> _TASK DETAILS_:
The answer should reproduce every entry exactly and contain no images.
[[ AVAILABLE DATA, beginning ]]
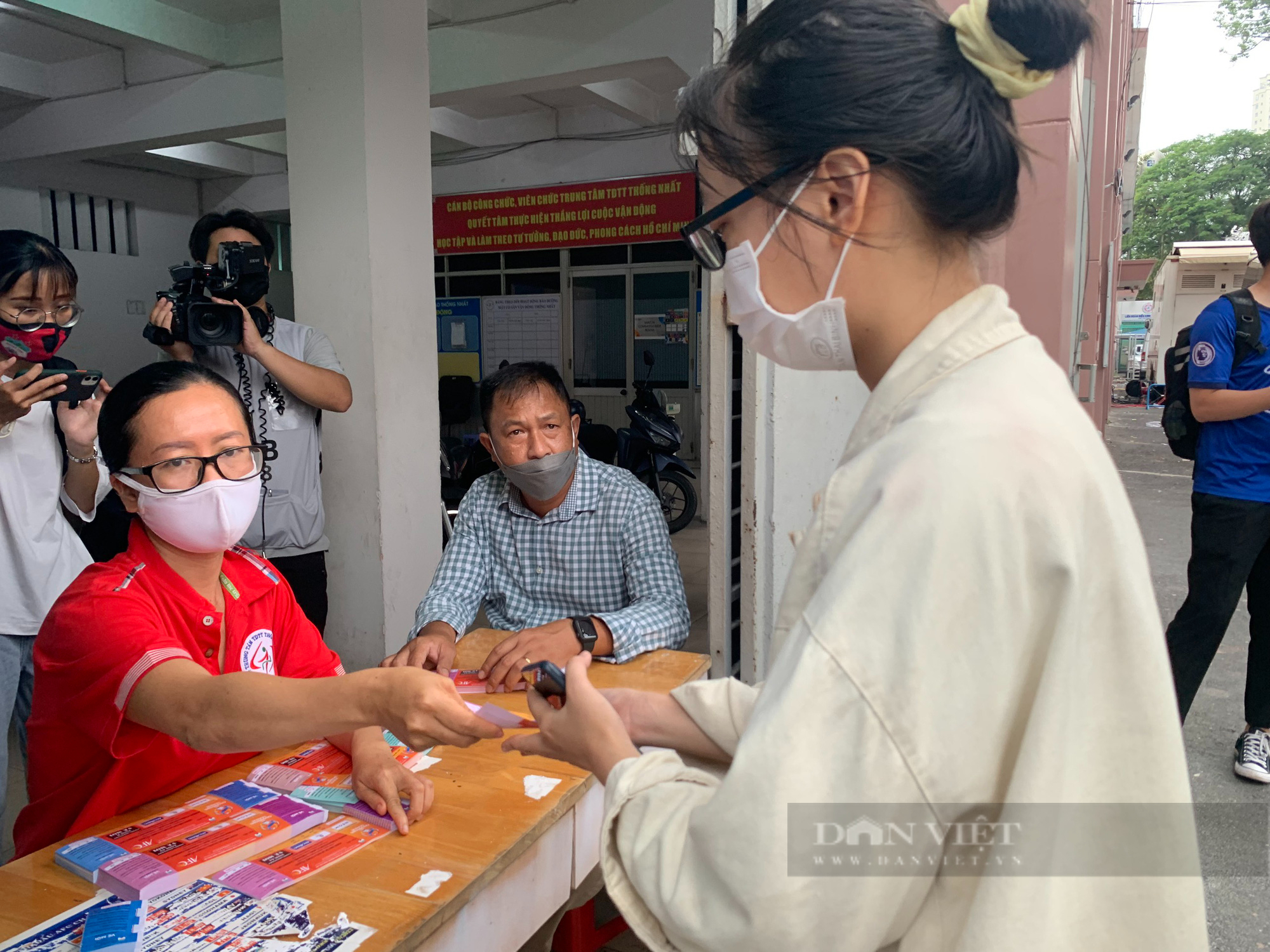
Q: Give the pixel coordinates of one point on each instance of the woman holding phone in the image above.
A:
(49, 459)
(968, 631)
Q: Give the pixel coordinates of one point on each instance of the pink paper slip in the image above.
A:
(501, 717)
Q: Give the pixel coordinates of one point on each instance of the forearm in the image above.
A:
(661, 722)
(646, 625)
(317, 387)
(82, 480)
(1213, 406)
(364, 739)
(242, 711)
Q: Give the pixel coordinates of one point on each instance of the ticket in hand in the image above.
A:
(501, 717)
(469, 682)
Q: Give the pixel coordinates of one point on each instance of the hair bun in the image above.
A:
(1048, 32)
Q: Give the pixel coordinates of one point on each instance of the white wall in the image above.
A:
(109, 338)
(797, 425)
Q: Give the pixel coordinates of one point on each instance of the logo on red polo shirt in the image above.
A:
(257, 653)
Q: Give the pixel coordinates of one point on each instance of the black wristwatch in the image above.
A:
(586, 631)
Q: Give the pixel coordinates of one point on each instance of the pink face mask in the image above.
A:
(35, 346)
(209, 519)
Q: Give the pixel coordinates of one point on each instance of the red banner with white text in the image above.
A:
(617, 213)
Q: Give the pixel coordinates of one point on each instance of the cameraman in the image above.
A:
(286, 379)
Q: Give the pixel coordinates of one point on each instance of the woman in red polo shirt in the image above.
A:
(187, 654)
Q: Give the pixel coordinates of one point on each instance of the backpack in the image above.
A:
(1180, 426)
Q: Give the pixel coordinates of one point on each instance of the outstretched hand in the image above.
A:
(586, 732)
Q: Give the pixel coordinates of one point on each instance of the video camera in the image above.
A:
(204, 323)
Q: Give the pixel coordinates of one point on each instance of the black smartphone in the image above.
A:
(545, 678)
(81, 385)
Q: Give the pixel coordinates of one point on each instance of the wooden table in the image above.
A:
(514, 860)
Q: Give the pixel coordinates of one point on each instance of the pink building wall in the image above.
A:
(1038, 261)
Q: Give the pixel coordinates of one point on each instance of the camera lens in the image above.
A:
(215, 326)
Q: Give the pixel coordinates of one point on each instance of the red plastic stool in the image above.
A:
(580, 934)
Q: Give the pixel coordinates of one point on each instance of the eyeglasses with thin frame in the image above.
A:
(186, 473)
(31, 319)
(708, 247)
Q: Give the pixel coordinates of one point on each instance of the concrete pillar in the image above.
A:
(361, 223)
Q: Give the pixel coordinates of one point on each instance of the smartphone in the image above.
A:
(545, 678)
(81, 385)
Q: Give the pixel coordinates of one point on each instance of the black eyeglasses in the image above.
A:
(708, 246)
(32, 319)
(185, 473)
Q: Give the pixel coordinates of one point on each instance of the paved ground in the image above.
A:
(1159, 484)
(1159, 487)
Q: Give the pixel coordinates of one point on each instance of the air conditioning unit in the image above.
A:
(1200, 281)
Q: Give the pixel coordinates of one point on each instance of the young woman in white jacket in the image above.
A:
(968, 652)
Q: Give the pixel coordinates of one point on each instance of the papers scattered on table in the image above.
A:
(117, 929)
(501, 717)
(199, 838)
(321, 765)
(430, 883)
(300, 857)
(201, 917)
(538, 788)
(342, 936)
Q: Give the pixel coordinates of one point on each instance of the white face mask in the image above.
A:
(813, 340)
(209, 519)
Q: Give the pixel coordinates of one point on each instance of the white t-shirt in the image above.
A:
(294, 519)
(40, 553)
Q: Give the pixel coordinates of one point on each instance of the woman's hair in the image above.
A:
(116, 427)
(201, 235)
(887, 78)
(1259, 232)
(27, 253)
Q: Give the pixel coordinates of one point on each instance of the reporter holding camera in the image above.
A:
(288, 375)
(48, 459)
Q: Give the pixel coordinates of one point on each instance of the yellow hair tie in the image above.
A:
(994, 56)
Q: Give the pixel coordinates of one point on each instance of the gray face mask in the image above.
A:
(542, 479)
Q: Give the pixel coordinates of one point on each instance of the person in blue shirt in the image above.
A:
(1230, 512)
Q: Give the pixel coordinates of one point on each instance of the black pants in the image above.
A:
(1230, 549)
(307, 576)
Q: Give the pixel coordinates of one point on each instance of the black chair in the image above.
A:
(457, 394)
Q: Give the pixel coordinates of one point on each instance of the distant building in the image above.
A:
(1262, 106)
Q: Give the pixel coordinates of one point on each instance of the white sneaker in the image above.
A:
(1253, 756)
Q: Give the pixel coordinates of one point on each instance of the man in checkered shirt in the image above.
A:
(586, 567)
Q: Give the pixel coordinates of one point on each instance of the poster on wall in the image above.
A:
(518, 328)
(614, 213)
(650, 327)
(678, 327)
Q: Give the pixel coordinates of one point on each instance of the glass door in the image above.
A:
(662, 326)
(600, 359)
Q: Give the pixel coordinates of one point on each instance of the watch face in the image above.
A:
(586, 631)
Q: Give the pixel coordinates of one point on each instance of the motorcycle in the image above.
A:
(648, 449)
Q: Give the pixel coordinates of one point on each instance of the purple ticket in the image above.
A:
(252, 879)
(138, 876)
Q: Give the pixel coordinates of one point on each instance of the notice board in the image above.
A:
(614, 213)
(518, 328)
[[ AVAILABLE DATA, end ]]
> _ANSWER SPACE_:
Q: Give the pixel coordinates of one point on each instance of the woman holding phone in the image above.
A:
(49, 459)
(968, 631)
Q: Give the pixel coordinates of one point on each instance of the pink paper slip in the image above.
A:
(501, 717)
Q: Give the pixel coordinates of one point on each instance of the forearm in the image above.
A:
(661, 722)
(646, 625)
(317, 387)
(82, 480)
(1213, 406)
(364, 739)
(242, 711)
Q: Give the pixel coordinates of one point on each instance of the ticket in hand in the image above.
A:
(501, 717)
(469, 682)
Q: Give the pixel coordinates of one point on each instance of the hair bun in the image above.
A:
(1048, 32)
Q: Give the pixel coordinates of one point on each instance of the white wall in the image above.
A:
(109, 338)
(797, 425)
Q: Give the pixel coordinates of one point on each instance of the logo on red polo shirt in the image above.
A:
(257, 653)
Q: Give the pixel coordinates of one point on each instance of the black wristwatch in the image above.
A:
(586, 631)
Q: Give the pixel coordinates of one point on each instance of the pink face mask in the image above.
A:
(35, 346)
(209, 519)
Q: Give the pixel coordinates of one point on each instance of the red banner with white text in the image above.
A:
(617, 213)
Q: Give the pixel coordinates of one point on each instance of the cameraman in the image above.
A:
(286, 379)
Q: Give the pixel coordinates of one point on each instance of the woman in red polo shirt in the image above.
A:
(187, 654)
Q: Give the pixel coordinates of one point on each instance of the backpack in the image above.
A:
(1180, 426)
Q: Give the pixel coordinates of one point on each instance of the outstretched hand in the image above.
A:
(586, 732)
Q: Give the pixel coordinates of one point on each instance of the video camera in the image above.
A:
(204, 323)
Q: Give the pixel coordinates of one point on each instance of the black smartphone in the image above.
A:
(545, 678)
(81, 385)
Q: Give the pixel coordinates of one point on each instance of the wooden table in the image above.
A:
(514, 860)
Q: Give the pixel coordinates of one point on each instance of the pink building wall in the image above.
A:
(1038, 261)
Q: Give the pixel coordinates of one point on each instance of the camera lens in the image above.
A:
(215, 326)
Q: Give the pixel coordinates of one point on each instance of the red plastic stool in the image above.
A:
(580, 934)
Q: Give the pixel coordinates of one point on each instance of the eyeglasses with thin frame in the image above.
A:
(186, 473)
(31, 319)
(708, 247)
Q: Give the pixel coordinates of one point on each instance of the concrete pillar in the image above.
A:
(361, 223)
Q: Give the pixel coordinates of one point on each instance of the smartphone in the image above.
A:
(545, 678)
(81, 385)
Q: Give the pixel coordinates of one point on each instance of the black eyeglasses in the image above.
A:
(708, 246)
(32, 319)
(185, 473)
Q: Give the pixel coordinates of one point on each instance of the paved ground in the image above.
A:
(1159, 484)
(1159, 487)
Q: Give the pixel coordinates of one point on each instance of the air conditioning unit in the image above.
A:
(1200, 281)
Q: Give the pixel coordinates of one point on each instance of the young woman in white jacket in the image above.
A:
(968, 652)
Q: Give the pixel coordinates of one point on each instance of the papers scattered on table in the image above.
A:
(117, 929)
(501, 717)
(199, 838)
(321, 765)
(430, 883)
(300, 857)
(201, 917)
(538, 788)
(342, 936)
Q: Give the pixel coordinates of one point on each instance of the white face mask in the image above.
A:
(813, 340)
(209, 519)
Q: Give the pixel coordinates of one point on each instance of the white t-shirt in the image above.
A:
(294, 519)
(40, 553)
Q: Give the pixel coordinates of one point on each instance of the woman's hair in the image above.
A:
(116, 427)
(201, 235)
(887, 78)
(1259, 232)
(27, 253)
Q: Give the pixel coordinates of one point on each instance of the reporter holding camera in the image above.
A:
(288, 375)
(48, 459)
Q: Give the pixel coordinates of one point on each instance of the yellow hair tie in the image above.
A:
(994, 56)
Q: Give the pixel coordinates of one point on each instance of the gray face mask in the image above.
A:
(542, 479)
Q: Give the pixel coordinates of one point on each instance of the person in blue shirt in the image above.
A:
(1230, 512)
Q: Give the pixel coordinates of one point on each instance of the black pants in the image above.
A:
(1230, 549)
(307, 576)
Q: Give the pixel coordinates of one point on each instance of the black chair in the image above.
A:
(457, 394)
Q: Give the pixel coordinates of one point on each instance of the distant building in the image above.
A:
(1262, 106)
Q: Give the pixel coordinates of one point on each instance of the white sneaker in the image above.
A:
(1253, 756)
Q: Give the pixel coordinates of one point on each instance of the man in checkered shirt in the image above.
A:
(586, 567)
Q: Give the pixel coordinates of one point on each instance of the poster on wall in the image above.
A:
(518, 328)
(614, 213)
(650, 327)
(678, 327)
Q: Give the pixel coordinates of one point on each instance of the glass door in the image above.
A:
(662, 326)
(600, 359)
Q: Give the pixel coordinates of one point on each instance of the watch face in the image above.
A:
(586, 631)
Q: Give the pixel coordinates of one point on each instance of the motorcycle in the image above.
A:
(648, 449)
Q: Give the pixel coordinates of one point on each instance of the purple ticket in the image above.
A:
(252, 879)
(138, 876)
Q: Give the pixel coordinates of one point on each instance of the notice board in the image above.
A:
(614, 213)
(518, 328)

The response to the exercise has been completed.